→ Given instruction a
Please pull out every line in the listing that contains the string "building", treating case as significant.

→ Supplied passage
■ ■ ■ ■ ■
You could also configure the base URIs if you wanted this all to be dynamic. This mechanism only works if you don’t explicitly add any endpoints. Choosing to add any endpoint: discovery, metadata, or a specific contract WILL mean you have to specify everything. The implicit behavior will expose all contracts on the endpoint, so a service that implements 2 or more contracts will listen for all contracts when you use implicit listeners.

Leave a comment

More with Discovery, Day 4

Previously, we looked at configuring discovery on the server. What about the client? To discover from the client, we use a class named DiscoveryClient. DiscoveryClient implements the WS-Discovery protocol. Discovery is typically done over UDP because UDP allows for endpoints to broadcast a message.

The client uses a FindCriteria instance. In our case, we will ask for discovery to give us the metadata exchange endpoints that have definitions for ITest. Upon finding 1 of these, or timing out, we will resolve the metadata exchange endpoint and ask for information about the endpoint. If at least one of those is found (which it should be but it may disappear in between the first request and this one), extract the ITest information and create an ITest ChannelFactory using the discovered binding and endpoint. Sample code looks exactly like this:

// Create a client to find ITest instance. Return as soon as
// 1 is found.
var discoveryClient = new DiscoveryClient(new UdpDiscoveryEndpoint());
var criteria = FindCriteria.
  CreateMetadataExchangeEndpointCriteria(typeof (ITest));
criteria.MaxResults = 1;
var findResponse = discoveryClient.Find(criteria);
discoveryClient.Close();
if (findResponse.Endpoints.Count > 0)
{
  // Resolve the metadata for the first address.
  // Return the binding and address information.
  var endpoints = MetadataResolver.Resolve(typeof (ITest),
    findResponse.Endpoints[0].Address);
  if (endpoints.Count > 0)
  {
    // Create a factory based on the binding and address information
    // we received from the metadata endpoint.
■ ■ ■ ■ ■
→ Material supplied
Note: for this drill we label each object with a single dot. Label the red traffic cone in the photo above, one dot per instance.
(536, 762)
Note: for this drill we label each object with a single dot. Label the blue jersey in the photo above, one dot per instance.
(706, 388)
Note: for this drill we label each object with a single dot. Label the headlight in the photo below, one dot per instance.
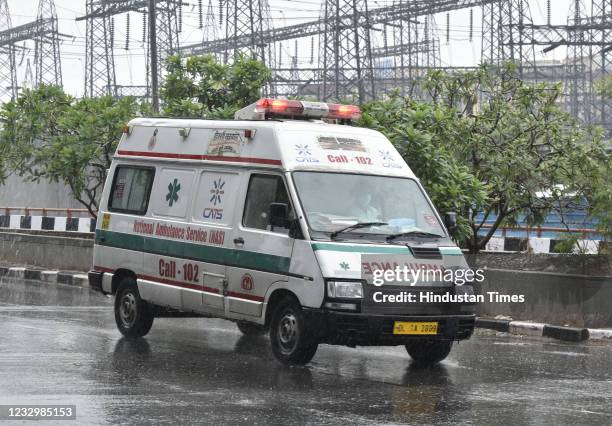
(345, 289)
■ ■ ■ ■ ■
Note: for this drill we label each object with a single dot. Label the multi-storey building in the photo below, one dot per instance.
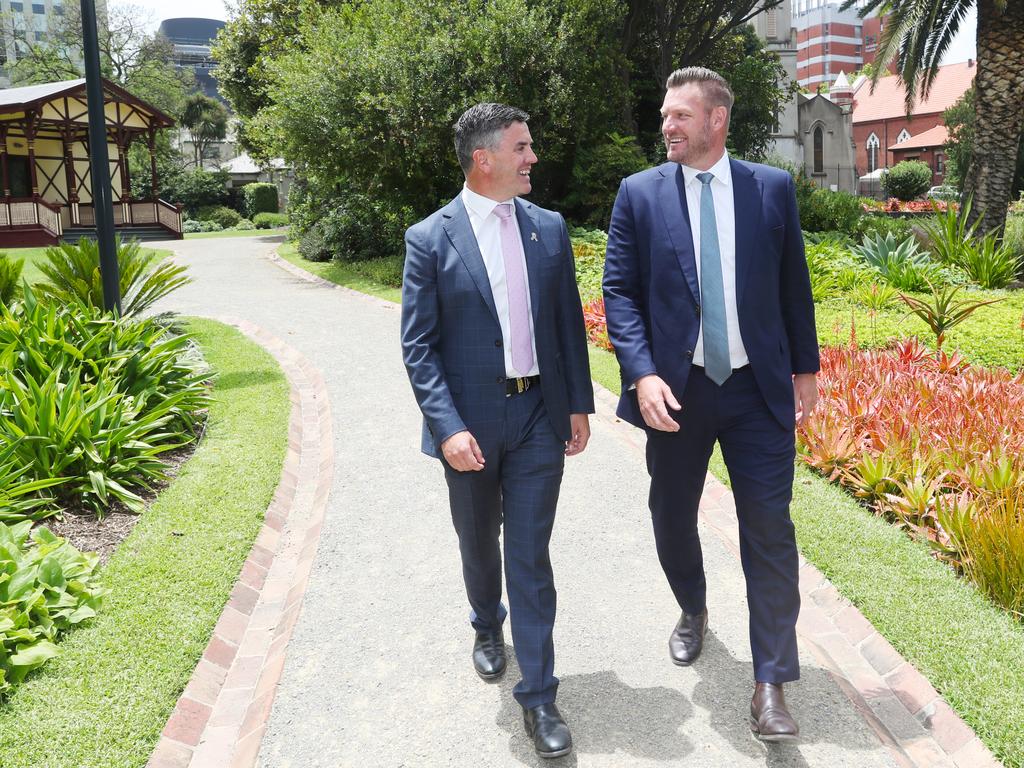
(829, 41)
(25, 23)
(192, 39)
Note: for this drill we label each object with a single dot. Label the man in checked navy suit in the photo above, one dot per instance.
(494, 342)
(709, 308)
■ ■ ■ ■ ■
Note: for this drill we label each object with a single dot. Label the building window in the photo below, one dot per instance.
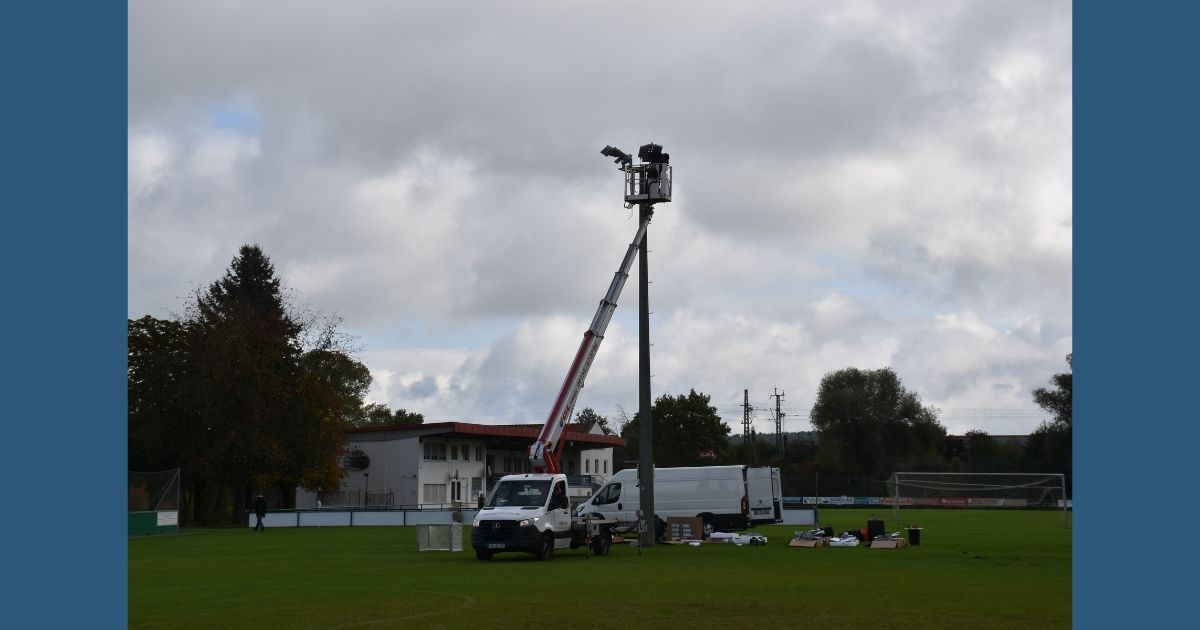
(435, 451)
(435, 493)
■ ■ ■ ■ ■
→ Given instruction b
Answer these questions from the discovery passage:
(i) With implicit listeners, what does a service that implements 2 or more contracts listen for?
(ii) Why is discovery typically done over UDP?
(iii) In the sample code, what value is criteria.MaxResults set to?

→ Exercise result a
Note: for this drill we label each object with a single dot. Label the multi-storey building in the photo below, one dot per instance.
Note: for this drill we label each object with a single dot. Label the building window in the photo below, one dot per instance.

→ Exercise result b
(i) All contracts.
(ii) Because UDP allows endpoints to broadcast a message.
(iii) 1.